## [Task objective]
Render the stretch of the items below from the line containing "written like <point>708,245</point>." through the line containing "<point>470,663</point>", both included, as a JSON list of strings with one string per line and blank lines omitted.

## [Given data]
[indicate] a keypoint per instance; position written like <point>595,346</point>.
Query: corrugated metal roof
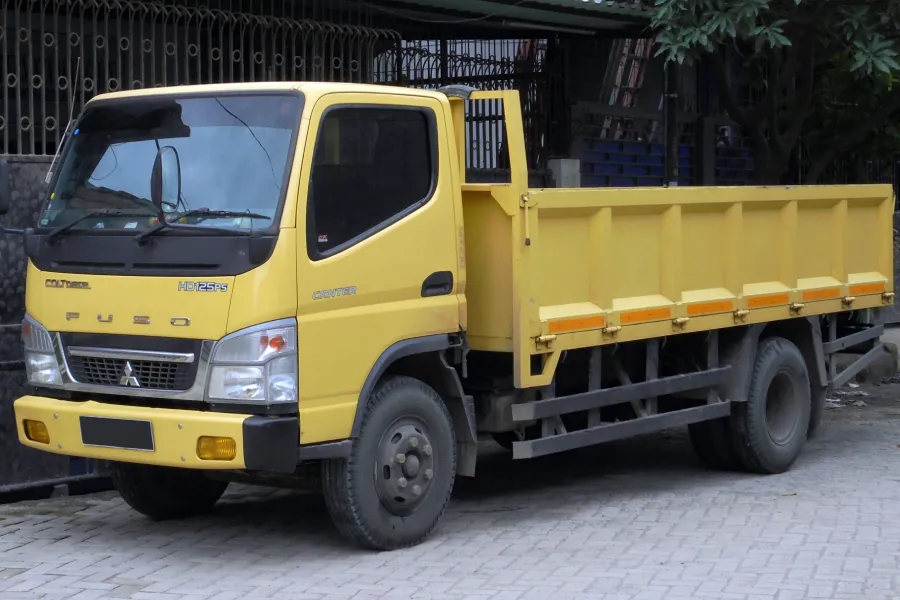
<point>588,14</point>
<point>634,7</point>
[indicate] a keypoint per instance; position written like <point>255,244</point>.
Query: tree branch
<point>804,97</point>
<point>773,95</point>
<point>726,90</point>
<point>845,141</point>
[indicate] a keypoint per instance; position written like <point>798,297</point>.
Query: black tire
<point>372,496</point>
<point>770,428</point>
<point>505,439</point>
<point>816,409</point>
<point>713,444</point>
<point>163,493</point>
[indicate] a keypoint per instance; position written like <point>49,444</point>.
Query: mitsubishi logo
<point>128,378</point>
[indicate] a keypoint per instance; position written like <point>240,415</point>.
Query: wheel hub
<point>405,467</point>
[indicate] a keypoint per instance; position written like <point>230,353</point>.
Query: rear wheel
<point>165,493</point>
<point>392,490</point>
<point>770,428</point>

* * *

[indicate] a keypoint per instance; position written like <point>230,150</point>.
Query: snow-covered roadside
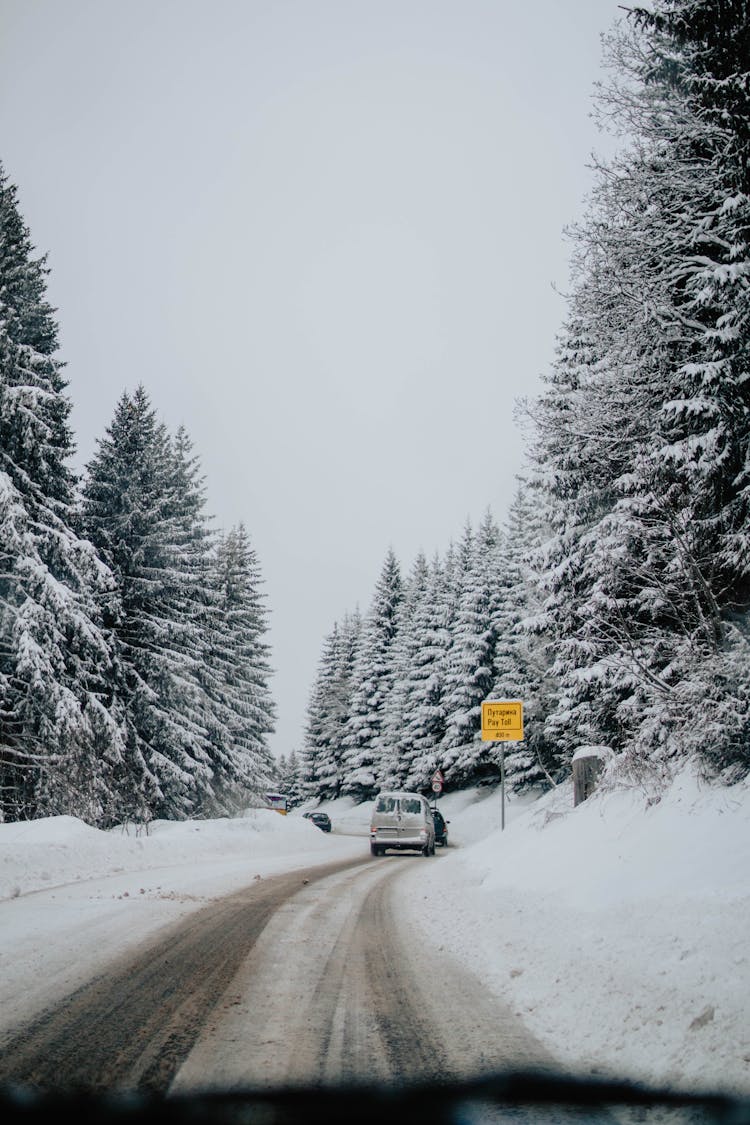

* * *

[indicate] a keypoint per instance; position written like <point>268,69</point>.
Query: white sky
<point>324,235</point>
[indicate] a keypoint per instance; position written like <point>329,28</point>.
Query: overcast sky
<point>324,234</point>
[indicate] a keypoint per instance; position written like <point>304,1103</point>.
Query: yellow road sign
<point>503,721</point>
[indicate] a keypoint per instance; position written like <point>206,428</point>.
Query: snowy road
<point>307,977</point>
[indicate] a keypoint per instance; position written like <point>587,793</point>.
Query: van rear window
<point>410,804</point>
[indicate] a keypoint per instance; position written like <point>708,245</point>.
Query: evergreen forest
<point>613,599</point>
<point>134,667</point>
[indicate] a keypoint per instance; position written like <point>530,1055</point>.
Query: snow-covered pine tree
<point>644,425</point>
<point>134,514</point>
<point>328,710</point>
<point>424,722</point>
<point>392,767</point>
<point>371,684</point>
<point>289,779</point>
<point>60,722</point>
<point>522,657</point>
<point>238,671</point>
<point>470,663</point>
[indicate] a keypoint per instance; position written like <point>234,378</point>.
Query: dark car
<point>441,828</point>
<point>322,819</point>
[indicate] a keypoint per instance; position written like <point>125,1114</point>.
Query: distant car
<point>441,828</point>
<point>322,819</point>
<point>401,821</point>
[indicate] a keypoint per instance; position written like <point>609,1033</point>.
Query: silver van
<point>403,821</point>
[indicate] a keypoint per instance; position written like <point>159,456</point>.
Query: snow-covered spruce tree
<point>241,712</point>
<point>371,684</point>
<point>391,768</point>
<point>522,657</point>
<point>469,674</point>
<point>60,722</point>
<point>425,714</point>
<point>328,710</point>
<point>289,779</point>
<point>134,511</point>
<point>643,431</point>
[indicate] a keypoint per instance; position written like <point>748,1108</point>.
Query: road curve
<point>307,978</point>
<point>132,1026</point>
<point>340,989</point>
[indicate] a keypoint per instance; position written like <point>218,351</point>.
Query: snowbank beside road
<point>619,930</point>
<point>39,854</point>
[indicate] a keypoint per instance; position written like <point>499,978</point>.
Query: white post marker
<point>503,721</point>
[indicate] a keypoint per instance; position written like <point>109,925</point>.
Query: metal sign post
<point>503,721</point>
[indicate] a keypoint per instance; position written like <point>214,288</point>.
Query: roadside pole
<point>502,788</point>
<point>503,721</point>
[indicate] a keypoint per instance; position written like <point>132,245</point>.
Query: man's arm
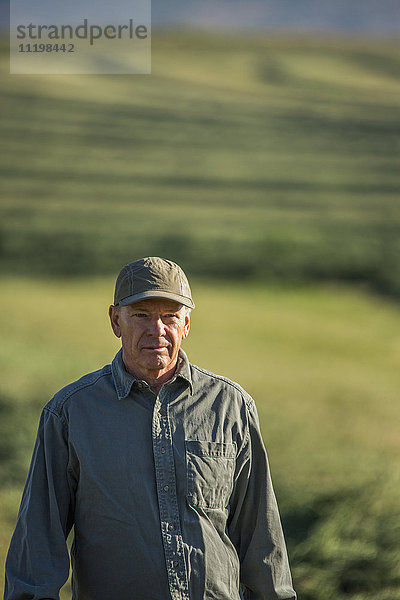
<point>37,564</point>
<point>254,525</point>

## [Result below]
[
  "[indicate] a keypoint per instance; position written like <point>708,245</point>.",
  "Query: evergreen forest",
  "<point>613,599</point>",
  "<point>134,667</point>",
  "[indicate] a keypoint per instance; position written like <point>530,1055</point>.",
  "Query: snow-covered pine tree",
  "<point>644,425</point>",
  "<point>134,514</point>",
  "<point>328,710</point>",
  "<point>424,722</point>",
  "<point>392,767</point>",
  "<point>371,684</point>",
  "<point>289,779</point>",
  "<point>60,722</point>",
  "<point>522,657</point>",
  "<point>238,671</point>",
  "<point>470,663</point>"
]